Exercise A: Rewrite the passage on software citation from "6.3. Citation files" to "between these files?", replacing "users" with "researchers".

This document was produced over about a six month period at the end of 2018 and beginning of 2019, with the goal of capturing the state of software citation and identifying challenges that need to be resolved and other next steps. The FORCE11 Software Citation Implementation Working Group could try to address these challenges, or could promote them to others who want to address them. Overall, this document can be thought of as an addendum to the Software Citation Principles, discussing issues that have come up in moving from stating principles to implementing them.

6.2. Repositories

Researchers seeking to archive software expect repositories to provide documentation explaining how to describe software deposits so that software citation is fully supported. However, this expectation is not necessarily met by repositories that currently accept software deposits.

A challenge for repositories is how metadata is collected, for example, a repository may recommend depositors create a CITATION or CodeMeta file for their submission, or might use a form specific to software deposits. In general, we believe that software depositors should follow the Software Sustainability Institute’s guidance for software deposits and ensure that all metadata elements required for citation are documented in the repository record, but this needs to be determined by each repository. Another challenges is what functionality repositories should provide to support software citation?

A challenge for software depositors is which repositories should be used for software. The FORCE11 Software Citation Implementation Working Group might provide guidelines on what the characteristics of a repository should be (to guide people in choosing say a disciplinary specific vs. general use repository), and an appendix with a list of examples.

6.3. Citation files

We have multiple types of citation files now: codemeta.json, citation.cff, CITATION files as proposed/used by CRAN. What guidance can we provide users, if any? Can we provide tools or methods for translation between these files?

6.4. "Concept" language

We have chosen to use the word "concept" in this document to refer to the generic idea of a piece of software. This is distinct from a version of the concept. For example, Microsoft Word is a concept, and Microsoft Word 13 and Microsoft Word 16.0.1 are both versions. We are aware that there is other language used in other communities, such as "work" (or "creative work"), "product", "software family", and "project", but given that there is no consensus for the appropriate work in the context of software, we have chosen to use "concept".

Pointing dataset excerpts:
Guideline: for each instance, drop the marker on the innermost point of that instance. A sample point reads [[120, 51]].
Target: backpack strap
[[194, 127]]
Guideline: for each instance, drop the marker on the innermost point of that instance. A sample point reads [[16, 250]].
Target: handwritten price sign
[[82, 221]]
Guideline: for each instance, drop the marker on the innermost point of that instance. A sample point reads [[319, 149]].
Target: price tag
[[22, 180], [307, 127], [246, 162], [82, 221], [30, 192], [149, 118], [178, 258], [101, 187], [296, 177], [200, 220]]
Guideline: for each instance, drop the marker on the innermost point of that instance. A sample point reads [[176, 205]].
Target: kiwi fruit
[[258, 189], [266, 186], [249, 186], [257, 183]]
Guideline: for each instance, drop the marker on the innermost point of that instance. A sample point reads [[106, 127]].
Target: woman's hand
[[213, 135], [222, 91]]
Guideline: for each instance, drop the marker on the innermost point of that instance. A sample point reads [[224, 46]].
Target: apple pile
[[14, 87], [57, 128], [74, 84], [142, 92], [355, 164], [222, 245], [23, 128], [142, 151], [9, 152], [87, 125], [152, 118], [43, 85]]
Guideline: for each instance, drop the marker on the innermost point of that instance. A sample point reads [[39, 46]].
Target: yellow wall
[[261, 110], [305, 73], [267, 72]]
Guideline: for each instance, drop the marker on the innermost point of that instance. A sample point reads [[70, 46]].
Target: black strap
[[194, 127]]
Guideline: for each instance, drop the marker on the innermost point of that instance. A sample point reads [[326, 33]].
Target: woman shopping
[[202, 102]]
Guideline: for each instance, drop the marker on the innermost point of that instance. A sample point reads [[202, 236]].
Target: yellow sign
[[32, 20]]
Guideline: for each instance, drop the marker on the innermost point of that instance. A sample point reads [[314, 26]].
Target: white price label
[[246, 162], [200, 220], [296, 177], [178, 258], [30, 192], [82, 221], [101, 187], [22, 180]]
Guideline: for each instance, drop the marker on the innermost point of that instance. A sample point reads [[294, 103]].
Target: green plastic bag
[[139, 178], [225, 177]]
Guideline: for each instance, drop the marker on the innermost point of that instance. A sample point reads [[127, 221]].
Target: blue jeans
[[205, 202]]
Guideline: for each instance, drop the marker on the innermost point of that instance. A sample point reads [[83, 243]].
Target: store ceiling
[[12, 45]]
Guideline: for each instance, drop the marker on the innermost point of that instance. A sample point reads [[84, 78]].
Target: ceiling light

Exercise B: Write out the listing word for word, from the line with "reads [[127, 221]]." to the final line of the listing.

Answer A:
6.3. Citation files

We have multiple types of citation files now: codemeta.json, citation.cff, CITATION files as proposed/used by CRAN. What guidance can we provide researchers, if any? Can we provide tools or methods for translation between these files?

Answer B:
Guideline: for each instance, drop the marker on the innermost point of that instance. A sample point reads [[127, 221]].
Target: blue jeans
[[205, 202]]
Guideline: for each instance, drop the marker on the innermost point of that instance. A sample point reads [[83, 243]].
Target: store ceiling
[[12, 45]]
Guideline: for each instance, drop the marker on the innermost point of that instance. A sample point reads [[84, 78]].
Target: ceiling light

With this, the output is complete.